▸ **About this task**
Nothing in the records should differ when they are repeated. Restate them word for word.

*** Material provided ***

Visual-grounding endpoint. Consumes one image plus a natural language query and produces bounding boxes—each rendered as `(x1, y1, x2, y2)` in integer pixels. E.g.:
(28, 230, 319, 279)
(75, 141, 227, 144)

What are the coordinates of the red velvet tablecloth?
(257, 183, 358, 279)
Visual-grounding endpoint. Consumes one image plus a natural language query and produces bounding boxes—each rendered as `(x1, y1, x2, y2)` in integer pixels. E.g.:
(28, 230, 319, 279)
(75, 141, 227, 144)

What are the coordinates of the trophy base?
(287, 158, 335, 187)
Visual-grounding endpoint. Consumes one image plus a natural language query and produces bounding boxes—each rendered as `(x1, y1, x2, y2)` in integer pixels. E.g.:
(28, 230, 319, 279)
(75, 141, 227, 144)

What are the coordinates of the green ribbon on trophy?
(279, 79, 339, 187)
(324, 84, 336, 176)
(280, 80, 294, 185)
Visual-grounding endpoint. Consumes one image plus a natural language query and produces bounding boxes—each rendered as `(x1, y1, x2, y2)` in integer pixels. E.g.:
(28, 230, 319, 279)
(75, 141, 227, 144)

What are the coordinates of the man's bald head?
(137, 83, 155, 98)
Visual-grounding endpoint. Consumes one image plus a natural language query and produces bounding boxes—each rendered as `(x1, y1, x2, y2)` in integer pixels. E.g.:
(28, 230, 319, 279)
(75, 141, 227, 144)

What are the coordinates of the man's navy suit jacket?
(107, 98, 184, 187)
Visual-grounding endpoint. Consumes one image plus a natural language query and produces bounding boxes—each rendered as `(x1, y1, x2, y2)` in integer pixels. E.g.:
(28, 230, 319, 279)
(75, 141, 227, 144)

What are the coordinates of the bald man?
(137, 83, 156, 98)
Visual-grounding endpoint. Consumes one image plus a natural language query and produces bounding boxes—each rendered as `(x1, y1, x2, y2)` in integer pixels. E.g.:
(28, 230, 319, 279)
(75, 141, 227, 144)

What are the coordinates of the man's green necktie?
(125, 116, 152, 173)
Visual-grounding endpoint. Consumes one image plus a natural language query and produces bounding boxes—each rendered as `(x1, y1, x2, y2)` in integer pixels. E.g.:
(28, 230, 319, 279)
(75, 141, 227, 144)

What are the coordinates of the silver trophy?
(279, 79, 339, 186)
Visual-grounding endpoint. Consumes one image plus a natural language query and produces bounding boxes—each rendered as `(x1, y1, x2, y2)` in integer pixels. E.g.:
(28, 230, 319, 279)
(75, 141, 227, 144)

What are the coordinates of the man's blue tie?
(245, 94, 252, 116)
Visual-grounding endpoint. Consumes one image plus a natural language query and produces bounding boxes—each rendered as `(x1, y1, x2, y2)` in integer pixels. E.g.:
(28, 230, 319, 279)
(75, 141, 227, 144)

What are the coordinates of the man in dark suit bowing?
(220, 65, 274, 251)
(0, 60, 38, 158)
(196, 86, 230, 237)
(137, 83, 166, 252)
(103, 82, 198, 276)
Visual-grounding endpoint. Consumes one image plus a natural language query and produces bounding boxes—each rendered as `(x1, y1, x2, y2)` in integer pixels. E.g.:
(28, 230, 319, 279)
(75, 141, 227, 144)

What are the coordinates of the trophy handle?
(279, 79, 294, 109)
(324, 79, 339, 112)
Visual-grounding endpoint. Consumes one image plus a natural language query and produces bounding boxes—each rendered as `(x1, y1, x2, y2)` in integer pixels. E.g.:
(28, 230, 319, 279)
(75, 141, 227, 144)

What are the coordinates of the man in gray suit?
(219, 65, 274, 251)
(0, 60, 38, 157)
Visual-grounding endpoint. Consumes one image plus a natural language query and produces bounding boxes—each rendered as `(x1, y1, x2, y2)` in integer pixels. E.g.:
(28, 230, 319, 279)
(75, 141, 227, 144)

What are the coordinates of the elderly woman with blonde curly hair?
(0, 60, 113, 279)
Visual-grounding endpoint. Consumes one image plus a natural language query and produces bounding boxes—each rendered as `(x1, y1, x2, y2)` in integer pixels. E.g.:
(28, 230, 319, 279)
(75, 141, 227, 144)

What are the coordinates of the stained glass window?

*** End of Material provided ***

▸ **Written reply**
Visual-grounding endpoint. Consumes one image plus a natural language query and produces bounding boxes—each rendered as `(x1, y1, x2, y2)` in integer pixels. E.g.:
(28, 230, 319, 279)
(75, 141, 227, 144)

What are the coordinates of the red velvet tablecloth?
(257, 183, 358, 279)
Visual-grounding endpoint. Consumes one image plus a natural language query and produces bounding boxes—each rendered as `(x1, y1, x2, y2)` in integer pixels. E.g.:
(28, 230, 319, 279)
(75, 141, 227, 144)

What are the coordinates of the trophy base?
(287, 158, 335, 187)
Visual-grounding endpoint. Consumes one image plus a natural language query and produces bounding boxes—each rendered as `(x1, y1, x2, y2)` in integer pixels. E.g.:
(28, 230, 319, 279)
(75, 141, 227, 144)

What are the coordinates of the green ribbon on trophy?
(279, 79, 339, 187)
(324, 84, 336, 176)
(280, 80, 294, 185)
Visual-grounding endpoint. Consumes one image plus a natural language query and produces bounding boxes—each rendered as `(x1, y1, x2, y2)` in integer pixels. E.g.:
(28, 230, 319, 279)
(75, 141, 227, 144)

What are the coordinates of the man's bald head?
(137, 83, 155, 98)
Visual-grounding endpoint. Consumes one image plus a natural language query and produces bounding boxes—each rendered as `(x1, y1, x2, y2)` in integer pixels. E.g.:
(28, 230, 319, 279)
(75, 141, 227, 144)

What are the coordinates of the man's navy suit jacket?
(107, 98, 184, 187)
Visual-grounding endpoint. Consumes one image plus a natural language query and produces bounding boxes—each rendered as `(x1, y1, x2, y2)` in integer pixels. E.g.:
(28, 230, 319, 279)
(75, 141, 227, 144)

What are the coordinates of the bald man?
(137, 83, 156, 98)
Visual-grounding endpoint. Consumes one image plus a natural language query and produces bounding boxes—each rendered as `(x1, y1, x2, y2)` in integer pixels. E.g.:
(28, 230, 319, 279)
(75, 141, 227, 144)

What are the coordinates of the man's green necktie?
(125, 116, 152, 173)
Visual-grounding endpoint. Consumes one image plus a natural language query and produces bounding boxes—each rendered as `(x1, y1, x2, y2)` in integer pixels. E.g.:
(28, 230, 319, 279)
(75, 141, 227, 144)

What are the coordinates of the silver trophy?
(279, 79, 339, 186)
Visual-grounding endpoint. Consumes one image plus a natural language query and produces bounding boxes—each rendered as `(x1, y1, x2, y2)` in integer pixels. E.g.:
(28, 230, 319, 279)
(75, 141, 227, 144)

What are the coordinates of the man's blue tie?
(245, 94, 252, 116)
Visual-grounding endpoint. Consumes one image plus a natural language query and produces bounding boxes—each rendered as `(x1, y1, x2, y2)` in integer pixels. E.g.:
(28, 230, 319, 279)
(75, 141, 227, 144)

What are the coordinates of the man in dark suit bowing?
(220, 65, 274, 251)
(0, 60, 38, 158)
(196, 86, 230, 237)
(137, 83, 166, 252)
(103, 82, 198, 276)
Visual-grounding endpoint. Consumes one image plus a natural language query and produces bounding boxes—each rendered as `(x1, y1, x2, y2)` in integer pixels. E.g.:
(28, 230, 319, 279)
(75, 141, 227, 144)

What are the coordinates of the trophy handle?
(279, 79, 294, 109)
(324, 79, 339, 112)
Visual-grounding endpoint. Consumes one image plus a natural language query and produces bounding boxes—each rendered as `(x1, y1, x2, y2)` in integer pixels. E.g.:
(28, 230, 319, 279)
(75, 141, 227, 144)

What are the coordinates of the man in gray suit?
(219, 65, 274, 251)
(0, 60, 38, 157)
Visual-grounding endpoint. Consumes one image plus a natural language query and produces bounding boxes—each rendered as `(x1, y1, x2, y2)` in integer pixels. E.g.:
(28, 230, 319, 279)
(75, 141, 227, 144)

What are the coordinates of the elderly woman with blonde curly hair?
(0, 60, 113, 279)
Visual-grounding endpoint. Consumes one image plus a natural language query and produces bounding boxes—each rendered as `(x1, y1, x2, y2)` in integer pixels. E.g.:
(28, 230, 319, 279)
(75, 141, 227, 144)

What are the coordinates of the stained glass window?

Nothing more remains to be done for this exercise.